§ **Task directions**
Starting at the line with "Objective — one marker per instance of the white gourd", return every line through the final one of the data, word for word. Pictures stay out.

§ **Material for this exercise**
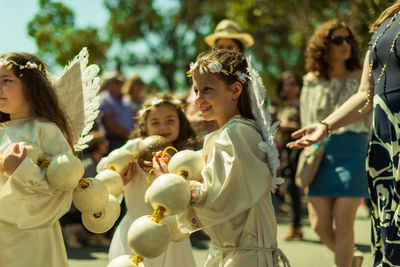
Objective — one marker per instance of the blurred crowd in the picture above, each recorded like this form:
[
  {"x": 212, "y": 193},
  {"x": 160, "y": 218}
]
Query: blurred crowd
[{"x": 334, "y": 70}]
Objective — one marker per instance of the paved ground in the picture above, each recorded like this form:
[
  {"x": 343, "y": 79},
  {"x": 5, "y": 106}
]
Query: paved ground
[{"x": 308, "y": 252}]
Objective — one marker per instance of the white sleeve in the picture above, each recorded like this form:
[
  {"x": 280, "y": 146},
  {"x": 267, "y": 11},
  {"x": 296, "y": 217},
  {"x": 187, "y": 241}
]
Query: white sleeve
[{"x": 235, "y": 178}]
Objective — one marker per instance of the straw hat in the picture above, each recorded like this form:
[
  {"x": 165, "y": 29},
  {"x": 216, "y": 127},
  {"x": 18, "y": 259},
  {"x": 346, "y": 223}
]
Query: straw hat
[{"x": 229, "y": 29}]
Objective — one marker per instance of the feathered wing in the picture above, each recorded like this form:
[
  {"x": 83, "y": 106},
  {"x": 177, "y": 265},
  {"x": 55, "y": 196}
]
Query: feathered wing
[
  {"x": 77, "y": 91},
  {"x": 263, "y": 120}
]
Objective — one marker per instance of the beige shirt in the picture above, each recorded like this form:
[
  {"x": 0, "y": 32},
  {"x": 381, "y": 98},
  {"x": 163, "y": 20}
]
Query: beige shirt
[
  {"x": 233, "y": 204},
  {"x": 30, "y": 234},
  {"x": 319, "y": 98}
]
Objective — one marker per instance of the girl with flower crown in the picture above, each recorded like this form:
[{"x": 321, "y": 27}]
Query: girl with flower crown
[
  {"x": 35, "y": 127},
  {"x": 160, "y": 115},
  {"x": 233, "y": 203},
  {"x": 378, "y": 92}
]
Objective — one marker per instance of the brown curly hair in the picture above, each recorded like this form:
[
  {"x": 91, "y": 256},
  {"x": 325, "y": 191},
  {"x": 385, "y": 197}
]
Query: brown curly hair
[
  {"x": 39, "y": 93},
  {"x": 317, "y": 55},
  {"x": 187, "y": 138},
  {"x": 237, "y": 61}
]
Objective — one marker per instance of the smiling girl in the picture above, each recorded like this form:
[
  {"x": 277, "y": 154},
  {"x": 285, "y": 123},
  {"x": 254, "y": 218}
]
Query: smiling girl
[
  {"x": 160, "y": 115},
  {"x": 233, "y": 204}
]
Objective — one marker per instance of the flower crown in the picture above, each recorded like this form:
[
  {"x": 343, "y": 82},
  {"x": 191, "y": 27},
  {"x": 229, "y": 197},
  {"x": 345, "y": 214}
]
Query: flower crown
[
  {"x": 216, "y": 67},
  {"x": 157, "y": 101},
  {"x": 29, "y": 65}
]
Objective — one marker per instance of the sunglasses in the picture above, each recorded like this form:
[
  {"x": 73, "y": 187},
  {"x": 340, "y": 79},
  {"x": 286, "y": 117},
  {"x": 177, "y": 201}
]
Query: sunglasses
[{"x": 338, "y": 40}]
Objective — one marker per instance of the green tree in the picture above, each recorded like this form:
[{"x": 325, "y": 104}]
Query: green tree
[
  {"x": 57, "y": 37},
  {"x": 172, "y": 32}
]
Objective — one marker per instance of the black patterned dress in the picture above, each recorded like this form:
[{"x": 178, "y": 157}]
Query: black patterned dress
[{"x": 384, "y": 147}]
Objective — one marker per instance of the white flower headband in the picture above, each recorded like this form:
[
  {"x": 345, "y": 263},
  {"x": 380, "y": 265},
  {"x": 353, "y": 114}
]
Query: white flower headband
[
  {"x": 158, "y": 101},
  {"x": 216, "y": 67},
  {"x": 29, "y": 65}
]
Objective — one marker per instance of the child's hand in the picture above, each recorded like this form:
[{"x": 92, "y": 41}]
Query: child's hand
[
  {"x": 13, "y": 156},
  {"x": 159, "y": 165},
  {"x": 128, "y": 172}
]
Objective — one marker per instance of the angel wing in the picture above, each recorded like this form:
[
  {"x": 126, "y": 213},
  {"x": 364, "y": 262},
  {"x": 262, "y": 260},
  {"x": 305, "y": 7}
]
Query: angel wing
[
  {"x": 263, "y": 120},
  {"x": 77, "y": 91}
]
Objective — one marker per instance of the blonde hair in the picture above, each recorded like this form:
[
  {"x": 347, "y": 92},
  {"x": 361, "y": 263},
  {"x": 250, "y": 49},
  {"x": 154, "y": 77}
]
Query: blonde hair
[{"x": 385, "y": 14}]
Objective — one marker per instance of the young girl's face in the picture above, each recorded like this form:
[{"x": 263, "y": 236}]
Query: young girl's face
[
  {"x": 12, "y": 99},
  {"x": 163, "y": 120},
  {"x": 216, "y": 99}
]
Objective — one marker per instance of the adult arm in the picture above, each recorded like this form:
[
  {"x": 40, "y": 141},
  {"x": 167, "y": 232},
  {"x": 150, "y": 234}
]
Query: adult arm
[{"x": 346, "y": 114}]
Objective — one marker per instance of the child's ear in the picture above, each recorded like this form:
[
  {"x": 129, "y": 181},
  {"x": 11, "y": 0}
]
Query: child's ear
[{"x": 237, "y": 88}]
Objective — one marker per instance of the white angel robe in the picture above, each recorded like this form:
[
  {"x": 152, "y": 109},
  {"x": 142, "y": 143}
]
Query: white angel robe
[
  {"x": 30, "y": 234},
  {"x": 233, "y": 203},
  {"x": 178, "y": 254}
]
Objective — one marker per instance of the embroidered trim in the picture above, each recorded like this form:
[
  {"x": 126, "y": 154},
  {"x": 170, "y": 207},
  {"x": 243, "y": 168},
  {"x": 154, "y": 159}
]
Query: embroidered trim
[
  {"x": 193, "y": 220},
  {"x": 195, "y": 191}
]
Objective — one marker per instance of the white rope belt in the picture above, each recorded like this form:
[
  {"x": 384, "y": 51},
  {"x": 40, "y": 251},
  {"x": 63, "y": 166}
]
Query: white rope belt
[{"x": 276, "y": 253}]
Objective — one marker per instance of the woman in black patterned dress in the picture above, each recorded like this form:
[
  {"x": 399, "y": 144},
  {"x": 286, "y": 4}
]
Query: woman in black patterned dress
[{"x": 379, "y": 91}]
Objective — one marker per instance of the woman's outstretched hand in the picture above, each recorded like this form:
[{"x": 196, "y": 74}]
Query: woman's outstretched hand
[
  {"x": 13, "y": 156},
  {"x": 308, "y": 135}
]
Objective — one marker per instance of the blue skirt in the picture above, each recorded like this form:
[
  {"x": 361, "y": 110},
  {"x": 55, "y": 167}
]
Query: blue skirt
[{"x": 342, "y": 170}]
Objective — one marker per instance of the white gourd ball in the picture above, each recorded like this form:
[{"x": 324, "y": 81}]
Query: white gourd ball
[
  {"x": 174, "y": 233},
  {"x": 103, "y": 220},
  {"x": 124, "y": 261},
  {"x": 33, "y": 152},
  {"x": 92, "y": 198},
  {"x": 188, "y": 161},
  {"x": 148, "y": 238},
  {"x": 113, "y": 181},
  {"x": 118, "y": 159},
  {"x": 64, "y": 172},
  {"x": 169, "y": 191}
]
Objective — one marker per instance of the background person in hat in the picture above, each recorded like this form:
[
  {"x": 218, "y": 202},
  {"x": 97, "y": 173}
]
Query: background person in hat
[
  {"x": 115, "y": 115},
  {"x": 229, "y": 35}
]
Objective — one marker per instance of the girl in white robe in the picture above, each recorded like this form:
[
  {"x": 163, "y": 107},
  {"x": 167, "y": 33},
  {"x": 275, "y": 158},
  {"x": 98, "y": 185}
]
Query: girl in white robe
[
  {"x": 233, "y": 203},
  {"x": 161, "y": 115},
  {"x": 30, "y": 234}
]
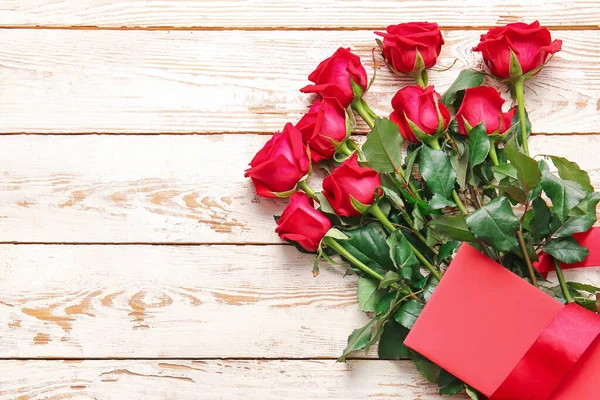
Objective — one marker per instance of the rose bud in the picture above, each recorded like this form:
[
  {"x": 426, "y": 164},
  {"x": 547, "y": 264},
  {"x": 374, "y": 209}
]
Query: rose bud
[
  {"x": 350, "y": 180},
  {"x": 402, "y": 42},
  {"x": 421, "y": 108},
  {"x": 333, "y": 77},
  {"x": 324, "y": 124},
  {"x": 301, "y": 223},
  {"x": 280, "y": 164},
  {"x": 483, "y": 104},
  {"x": 530, "y": 44}
]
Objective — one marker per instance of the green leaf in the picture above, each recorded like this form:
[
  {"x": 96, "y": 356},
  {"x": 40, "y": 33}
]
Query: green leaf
[
  {"x": 368, "y": 294},
  {"x": 358, "y": 339},
  {"x": 429, "y": 370},
  {"x": 447, "y": 249},
  {"x": 570, "y": 171},
  {"x": 528, "y": 172},
  {"x": 438, "y": 202},
  {"x": 400, "y": 251},
  {"x": 383, "y": 146},
  {"x": 583, "y": 287},
  {"x": 495, "y": 224},
  {"x": 368, "y": 244},
  {"x": 504, "y": 170},
  {"x": 582, "y": 222},
  {"x": 408, "y": 313},
  {"x": 437, "y": 171},
  {"x": 453, "y": 227},
  {"x": 479, "y": 145},
  {"x": 540, "y": 224},
  {"x": 391, "y": 344},
  {"x": 567, "y": 250},
  {"x": 564, "y": 194},
  {"x": 465, "y": 80},
  {"x": 472, "y": 393},
  {"x": 389, "y": 278}
]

§ **Result of the task**
Objective — one marker per instance of the white gourd ball in the picture above, each recorded like this form:
[{"x": 324, "y": 81}]
Query: white gourd ball
[
  {"x": 174, "y": 233},
  {"x": 103, "y": 220},
  {"x": 124, "y": 261},
  {"x": 33, "y": 152},
  {"x": 92, "y": 198},
  {"x": 188, "y": 161},
  {"x": 148, "y": 238},
  {"x": 113, "y": 181},
  {"x": 118, "y": 159},
  {"x": 64, "y": 172},
  {"x": 169, "y": 191}
]
Objective — one marker per instance of the background person in hat in the picture above, each recorded like this form:
[
  {"x": 218, "y": 202},
  {"x": 97, "y": 173}
]
Query: background person in hat
[
  {"x": 115, "y": 115},
  {"x": 229, "y": 35}
]
Objective — one marker per instance of the girl in white robe in the picture above, each recorded like this form:
[
  {"x": 163, "y": 107},
  {"x": 167, "y": 33},
  {"x": 275, "y": 158},
  {"x": 98, "y": 185}
]
Query: girl in white robe
[
  {"x": 233, "y": 203},
  {"x": 161, "y": 115},
  {"x": 30, "y": 234}
]
Objective — one marker per instance of the rose bud in the picture above, each recorded like this form:
[
  {"x": 426, "y": 164},
  {"x": 547, "y": 264},
  {"x": 374, "y": 209}
]
Query: rose bud
[
  {"x": 350, "y": 180},
  {"x": 402, "y": 42},
  {"x": 421, "y": 108},
  {"x": 333, "y": 77},
  {"x": 324, "y": 124},
  {"x": 301, "y": 223},
  {"x": 280, "y": 164},
  {"x": 483, "y": 104},
  {"x": 530, "y": 44}
]
Objective — one marker per instance of the green leaf in the picture above, each recorded like this form:
[
  {"x": 96, "y": 356},
  {"x": 40, "y": 33}
]
Query: green leaf
[
  {"x": 368, "y": 294},
  {"x": 358, "y": 339},
  {"x": 429, "y": 370},
  {"x": 447, "y": 249},
  {"x": 570, "y": 171},
  {"x": 528, "y": 172},
  {"x": 438, "y": 202},
  {"x": 400, "y": 251},
  {"x": 383, "y": 146},
  {"x": 583, "y": 287},
  {"x": 495, "y": 224},
  {"x": 368, "y": 244},
  {"x": 504, "y": 170},
  {"x": 582, "y": 222},
  {"x": 408, "y": 313},
  {"x": 437, "y": 171},
  {"x": 453, "y": 227},
  {"x": 479, "y": 145},
  {"x": 540, "y": 224},
  {"x": 391, "y": 344},
  {"x": 567, "y": 250},
  {"x": 564, "y": 194},
  {"x": 465, "y": 80},
  {"x": 472, "y": 393},
  {"x": 389, "y": 278}
]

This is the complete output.